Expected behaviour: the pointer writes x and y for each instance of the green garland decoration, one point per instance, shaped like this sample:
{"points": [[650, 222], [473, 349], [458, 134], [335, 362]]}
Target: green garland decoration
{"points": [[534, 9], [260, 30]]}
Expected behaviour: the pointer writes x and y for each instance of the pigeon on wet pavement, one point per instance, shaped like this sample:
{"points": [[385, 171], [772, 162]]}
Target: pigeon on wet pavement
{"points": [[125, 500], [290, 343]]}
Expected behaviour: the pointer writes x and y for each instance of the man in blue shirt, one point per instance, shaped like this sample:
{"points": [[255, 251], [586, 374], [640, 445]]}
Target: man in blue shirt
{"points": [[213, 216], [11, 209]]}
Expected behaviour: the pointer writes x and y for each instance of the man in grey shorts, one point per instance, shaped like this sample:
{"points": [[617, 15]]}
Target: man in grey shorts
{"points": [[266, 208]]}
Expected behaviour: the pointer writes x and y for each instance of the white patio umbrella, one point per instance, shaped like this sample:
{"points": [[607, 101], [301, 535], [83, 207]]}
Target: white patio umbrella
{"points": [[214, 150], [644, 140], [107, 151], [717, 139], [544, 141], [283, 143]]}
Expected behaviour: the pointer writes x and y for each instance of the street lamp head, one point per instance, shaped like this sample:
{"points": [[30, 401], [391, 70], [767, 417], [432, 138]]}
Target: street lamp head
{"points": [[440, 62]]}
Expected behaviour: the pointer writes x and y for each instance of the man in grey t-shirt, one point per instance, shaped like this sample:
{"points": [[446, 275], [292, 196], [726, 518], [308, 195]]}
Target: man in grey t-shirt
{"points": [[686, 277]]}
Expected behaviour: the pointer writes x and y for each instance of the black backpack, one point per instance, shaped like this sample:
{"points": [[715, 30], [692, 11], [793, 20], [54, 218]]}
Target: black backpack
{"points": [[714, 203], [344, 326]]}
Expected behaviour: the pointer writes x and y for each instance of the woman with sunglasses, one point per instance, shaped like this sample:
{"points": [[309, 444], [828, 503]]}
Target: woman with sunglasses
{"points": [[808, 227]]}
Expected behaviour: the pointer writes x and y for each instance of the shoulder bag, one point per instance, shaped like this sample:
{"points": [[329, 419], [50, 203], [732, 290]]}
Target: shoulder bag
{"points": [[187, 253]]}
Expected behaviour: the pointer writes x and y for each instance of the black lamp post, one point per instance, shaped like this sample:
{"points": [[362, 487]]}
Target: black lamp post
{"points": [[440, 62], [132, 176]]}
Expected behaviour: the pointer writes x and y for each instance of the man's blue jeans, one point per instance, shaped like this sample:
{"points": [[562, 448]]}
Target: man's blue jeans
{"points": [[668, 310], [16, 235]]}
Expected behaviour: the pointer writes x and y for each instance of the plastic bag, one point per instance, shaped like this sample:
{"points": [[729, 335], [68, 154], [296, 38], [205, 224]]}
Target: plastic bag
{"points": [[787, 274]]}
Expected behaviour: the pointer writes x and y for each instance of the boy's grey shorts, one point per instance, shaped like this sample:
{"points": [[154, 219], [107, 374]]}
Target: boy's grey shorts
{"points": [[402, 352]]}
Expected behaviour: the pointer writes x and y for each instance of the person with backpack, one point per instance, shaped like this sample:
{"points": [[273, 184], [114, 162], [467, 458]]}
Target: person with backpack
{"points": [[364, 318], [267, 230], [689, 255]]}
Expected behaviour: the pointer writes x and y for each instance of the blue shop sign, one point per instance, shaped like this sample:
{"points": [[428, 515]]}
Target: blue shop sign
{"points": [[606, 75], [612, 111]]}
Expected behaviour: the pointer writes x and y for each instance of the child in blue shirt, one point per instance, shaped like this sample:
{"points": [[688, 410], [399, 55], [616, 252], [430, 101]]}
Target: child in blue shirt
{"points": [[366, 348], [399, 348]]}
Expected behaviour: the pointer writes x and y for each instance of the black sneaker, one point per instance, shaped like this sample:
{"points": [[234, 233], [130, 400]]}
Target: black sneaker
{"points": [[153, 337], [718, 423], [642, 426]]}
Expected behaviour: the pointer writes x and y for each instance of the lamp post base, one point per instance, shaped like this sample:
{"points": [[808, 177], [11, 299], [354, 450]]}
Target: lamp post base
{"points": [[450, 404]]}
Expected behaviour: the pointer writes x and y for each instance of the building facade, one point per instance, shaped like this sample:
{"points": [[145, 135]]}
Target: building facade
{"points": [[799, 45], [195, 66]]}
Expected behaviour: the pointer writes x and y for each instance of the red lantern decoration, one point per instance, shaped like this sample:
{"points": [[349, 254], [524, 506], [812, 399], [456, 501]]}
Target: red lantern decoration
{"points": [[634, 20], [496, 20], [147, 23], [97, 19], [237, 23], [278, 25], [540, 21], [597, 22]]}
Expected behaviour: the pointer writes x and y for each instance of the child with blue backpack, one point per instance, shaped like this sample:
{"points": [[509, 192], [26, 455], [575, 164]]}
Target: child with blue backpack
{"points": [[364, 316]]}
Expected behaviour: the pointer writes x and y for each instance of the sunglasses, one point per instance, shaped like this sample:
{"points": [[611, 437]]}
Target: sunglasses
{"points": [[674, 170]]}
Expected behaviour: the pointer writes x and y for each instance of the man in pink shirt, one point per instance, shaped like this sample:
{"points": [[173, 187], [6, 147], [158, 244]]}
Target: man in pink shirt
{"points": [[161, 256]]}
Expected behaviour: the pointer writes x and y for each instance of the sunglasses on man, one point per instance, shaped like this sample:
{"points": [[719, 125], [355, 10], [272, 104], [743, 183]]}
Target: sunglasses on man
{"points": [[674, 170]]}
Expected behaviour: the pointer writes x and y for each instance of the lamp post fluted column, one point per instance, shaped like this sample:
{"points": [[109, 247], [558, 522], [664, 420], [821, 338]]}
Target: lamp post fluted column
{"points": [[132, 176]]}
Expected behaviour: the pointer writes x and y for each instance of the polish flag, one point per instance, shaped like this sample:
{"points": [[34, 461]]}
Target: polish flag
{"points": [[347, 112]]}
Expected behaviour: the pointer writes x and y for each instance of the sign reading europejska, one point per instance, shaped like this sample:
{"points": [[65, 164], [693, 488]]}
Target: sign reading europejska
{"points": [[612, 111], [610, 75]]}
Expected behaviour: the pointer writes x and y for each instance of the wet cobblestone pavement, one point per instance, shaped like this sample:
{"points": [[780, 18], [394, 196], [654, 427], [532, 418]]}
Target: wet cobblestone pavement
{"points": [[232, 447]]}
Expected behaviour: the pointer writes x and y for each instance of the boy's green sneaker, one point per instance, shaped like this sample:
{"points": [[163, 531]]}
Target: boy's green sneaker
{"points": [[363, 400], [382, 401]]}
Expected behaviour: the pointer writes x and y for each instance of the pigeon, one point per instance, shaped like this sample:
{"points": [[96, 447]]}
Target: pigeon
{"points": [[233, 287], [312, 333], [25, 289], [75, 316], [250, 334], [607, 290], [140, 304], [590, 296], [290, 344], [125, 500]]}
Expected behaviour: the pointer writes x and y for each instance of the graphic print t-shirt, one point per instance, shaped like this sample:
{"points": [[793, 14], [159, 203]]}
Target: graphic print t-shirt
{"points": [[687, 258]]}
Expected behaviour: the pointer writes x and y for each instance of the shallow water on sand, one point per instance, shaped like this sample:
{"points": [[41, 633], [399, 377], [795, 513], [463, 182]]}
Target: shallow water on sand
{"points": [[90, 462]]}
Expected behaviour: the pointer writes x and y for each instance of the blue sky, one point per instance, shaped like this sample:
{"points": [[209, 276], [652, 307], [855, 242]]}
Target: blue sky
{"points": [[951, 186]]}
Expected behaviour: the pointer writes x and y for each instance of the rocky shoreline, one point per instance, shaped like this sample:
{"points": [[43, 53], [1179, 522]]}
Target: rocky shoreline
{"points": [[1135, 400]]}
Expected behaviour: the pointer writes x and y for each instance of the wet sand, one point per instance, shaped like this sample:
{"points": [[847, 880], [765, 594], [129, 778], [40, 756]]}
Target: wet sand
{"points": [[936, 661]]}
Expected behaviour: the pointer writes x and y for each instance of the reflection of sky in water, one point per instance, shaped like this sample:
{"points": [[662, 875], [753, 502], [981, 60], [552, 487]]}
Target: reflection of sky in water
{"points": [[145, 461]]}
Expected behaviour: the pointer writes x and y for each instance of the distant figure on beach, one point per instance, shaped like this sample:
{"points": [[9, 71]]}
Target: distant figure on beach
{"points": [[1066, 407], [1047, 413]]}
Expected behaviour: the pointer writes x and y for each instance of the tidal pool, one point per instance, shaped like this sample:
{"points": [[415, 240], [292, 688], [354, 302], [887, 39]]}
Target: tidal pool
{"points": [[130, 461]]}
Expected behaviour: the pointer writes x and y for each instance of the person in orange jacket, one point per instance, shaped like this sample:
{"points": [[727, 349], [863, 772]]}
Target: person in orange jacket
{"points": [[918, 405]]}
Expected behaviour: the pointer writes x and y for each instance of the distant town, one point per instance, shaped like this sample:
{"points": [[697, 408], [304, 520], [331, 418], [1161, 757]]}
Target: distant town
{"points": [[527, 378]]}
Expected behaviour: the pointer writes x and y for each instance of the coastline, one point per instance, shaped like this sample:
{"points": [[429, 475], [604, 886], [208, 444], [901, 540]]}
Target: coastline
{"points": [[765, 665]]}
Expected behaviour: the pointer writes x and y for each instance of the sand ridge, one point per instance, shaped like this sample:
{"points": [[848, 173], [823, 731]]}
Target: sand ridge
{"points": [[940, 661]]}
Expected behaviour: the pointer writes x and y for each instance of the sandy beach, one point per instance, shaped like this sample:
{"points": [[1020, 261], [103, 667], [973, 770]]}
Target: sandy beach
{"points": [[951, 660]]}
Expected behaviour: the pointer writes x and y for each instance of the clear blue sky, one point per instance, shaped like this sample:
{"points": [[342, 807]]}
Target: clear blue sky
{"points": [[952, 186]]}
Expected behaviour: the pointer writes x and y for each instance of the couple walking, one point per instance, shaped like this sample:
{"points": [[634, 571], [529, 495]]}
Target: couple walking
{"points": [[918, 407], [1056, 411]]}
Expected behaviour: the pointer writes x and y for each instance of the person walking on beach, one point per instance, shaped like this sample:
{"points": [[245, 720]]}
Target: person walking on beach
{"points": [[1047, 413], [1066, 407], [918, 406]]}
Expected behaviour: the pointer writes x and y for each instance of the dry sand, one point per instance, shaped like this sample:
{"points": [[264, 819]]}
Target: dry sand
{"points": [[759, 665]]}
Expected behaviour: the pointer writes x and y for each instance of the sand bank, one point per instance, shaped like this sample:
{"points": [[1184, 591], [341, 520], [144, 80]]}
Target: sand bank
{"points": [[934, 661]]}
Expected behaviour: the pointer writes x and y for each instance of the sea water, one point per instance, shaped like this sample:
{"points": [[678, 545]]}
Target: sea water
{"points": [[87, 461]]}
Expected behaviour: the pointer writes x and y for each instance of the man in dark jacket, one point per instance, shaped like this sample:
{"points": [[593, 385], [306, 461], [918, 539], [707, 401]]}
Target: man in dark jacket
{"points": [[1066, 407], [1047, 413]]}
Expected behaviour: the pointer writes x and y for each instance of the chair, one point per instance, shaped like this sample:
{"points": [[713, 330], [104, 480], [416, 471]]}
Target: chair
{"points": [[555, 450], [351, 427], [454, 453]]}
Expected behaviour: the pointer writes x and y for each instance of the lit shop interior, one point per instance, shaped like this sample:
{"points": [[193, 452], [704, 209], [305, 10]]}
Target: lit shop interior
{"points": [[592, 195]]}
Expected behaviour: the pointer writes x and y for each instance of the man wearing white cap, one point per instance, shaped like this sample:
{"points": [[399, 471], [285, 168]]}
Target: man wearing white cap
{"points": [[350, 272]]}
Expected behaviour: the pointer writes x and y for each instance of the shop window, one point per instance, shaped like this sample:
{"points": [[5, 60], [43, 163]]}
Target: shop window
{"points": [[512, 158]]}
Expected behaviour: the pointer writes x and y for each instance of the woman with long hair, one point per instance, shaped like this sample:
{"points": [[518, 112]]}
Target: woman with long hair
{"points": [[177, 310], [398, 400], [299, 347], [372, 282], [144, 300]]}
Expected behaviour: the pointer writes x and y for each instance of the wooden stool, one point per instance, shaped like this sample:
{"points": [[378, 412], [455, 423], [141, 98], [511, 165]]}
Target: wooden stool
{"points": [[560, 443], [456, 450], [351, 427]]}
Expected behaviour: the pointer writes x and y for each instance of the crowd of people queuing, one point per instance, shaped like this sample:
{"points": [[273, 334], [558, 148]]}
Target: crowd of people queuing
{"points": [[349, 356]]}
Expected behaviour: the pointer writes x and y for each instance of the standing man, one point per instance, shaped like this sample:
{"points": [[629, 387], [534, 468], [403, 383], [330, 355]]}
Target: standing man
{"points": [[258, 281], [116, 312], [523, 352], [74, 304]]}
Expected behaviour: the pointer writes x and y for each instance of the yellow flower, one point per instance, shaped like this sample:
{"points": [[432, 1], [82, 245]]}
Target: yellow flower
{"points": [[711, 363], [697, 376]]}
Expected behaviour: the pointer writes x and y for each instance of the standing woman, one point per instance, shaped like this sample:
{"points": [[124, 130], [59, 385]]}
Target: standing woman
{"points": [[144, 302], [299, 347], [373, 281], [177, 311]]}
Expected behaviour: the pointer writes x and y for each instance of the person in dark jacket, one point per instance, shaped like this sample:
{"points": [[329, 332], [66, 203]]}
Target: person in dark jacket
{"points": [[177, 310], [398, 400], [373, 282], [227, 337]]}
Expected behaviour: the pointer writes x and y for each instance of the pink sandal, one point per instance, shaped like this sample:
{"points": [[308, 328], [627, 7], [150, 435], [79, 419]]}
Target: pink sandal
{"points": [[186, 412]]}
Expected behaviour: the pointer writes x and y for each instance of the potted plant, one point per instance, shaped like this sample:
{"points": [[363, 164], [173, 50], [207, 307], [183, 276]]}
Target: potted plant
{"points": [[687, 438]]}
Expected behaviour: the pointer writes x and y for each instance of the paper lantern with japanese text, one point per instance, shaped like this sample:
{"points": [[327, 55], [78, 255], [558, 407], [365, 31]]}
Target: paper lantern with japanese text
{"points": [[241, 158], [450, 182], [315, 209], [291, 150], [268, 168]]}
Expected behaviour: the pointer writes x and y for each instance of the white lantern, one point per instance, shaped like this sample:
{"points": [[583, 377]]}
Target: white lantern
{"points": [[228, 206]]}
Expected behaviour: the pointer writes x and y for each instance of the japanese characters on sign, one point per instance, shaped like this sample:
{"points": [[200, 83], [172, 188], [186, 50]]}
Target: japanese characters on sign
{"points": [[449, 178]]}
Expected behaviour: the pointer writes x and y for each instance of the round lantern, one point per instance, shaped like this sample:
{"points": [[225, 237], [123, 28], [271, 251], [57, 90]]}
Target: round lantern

WORK INSTRUCTION: Go through the listing, and whenever a line contains the string "round", copy that line.

ANSWER TO THIS TASK:
Expected behaviour: the pointer writes x and y for each instance of the round lantern, one point per instance, shaped like this sample:
Target: round lantern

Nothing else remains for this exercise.